··· EXERCISE DATA

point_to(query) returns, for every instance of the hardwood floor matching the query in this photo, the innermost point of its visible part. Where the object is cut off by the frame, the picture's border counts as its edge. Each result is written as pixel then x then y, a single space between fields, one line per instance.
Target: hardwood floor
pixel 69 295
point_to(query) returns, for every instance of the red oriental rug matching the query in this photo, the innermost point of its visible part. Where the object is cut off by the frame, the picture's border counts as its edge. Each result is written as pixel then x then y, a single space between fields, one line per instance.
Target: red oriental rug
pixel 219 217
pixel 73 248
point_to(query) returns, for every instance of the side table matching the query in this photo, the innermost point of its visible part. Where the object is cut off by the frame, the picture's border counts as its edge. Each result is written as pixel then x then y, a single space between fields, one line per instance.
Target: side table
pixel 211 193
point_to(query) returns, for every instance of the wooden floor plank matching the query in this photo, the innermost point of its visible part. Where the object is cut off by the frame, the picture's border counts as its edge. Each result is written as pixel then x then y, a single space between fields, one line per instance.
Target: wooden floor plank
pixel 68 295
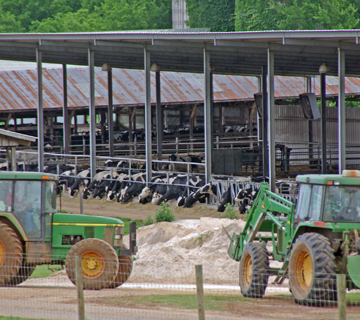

······

_EXERCISE DESCRIPTION_. Please rewrite everything from the start of the data down to the line that contains "pixel 69 295", replacing "hardwood floor" with "oak floor" and keeping all else unchanged. Give only those lines.

_THE COMPLETED TASK_.
point_to(query) returns, for every instance of the oak floor matching the query in this photo, the innermost point of its visible part. Where the object is cut off by the frame, the picture's border counts as its edge. Each result is written as pixel then x then y, a single space between fields, one line per instance.
Target: oak floor
pixel 69 295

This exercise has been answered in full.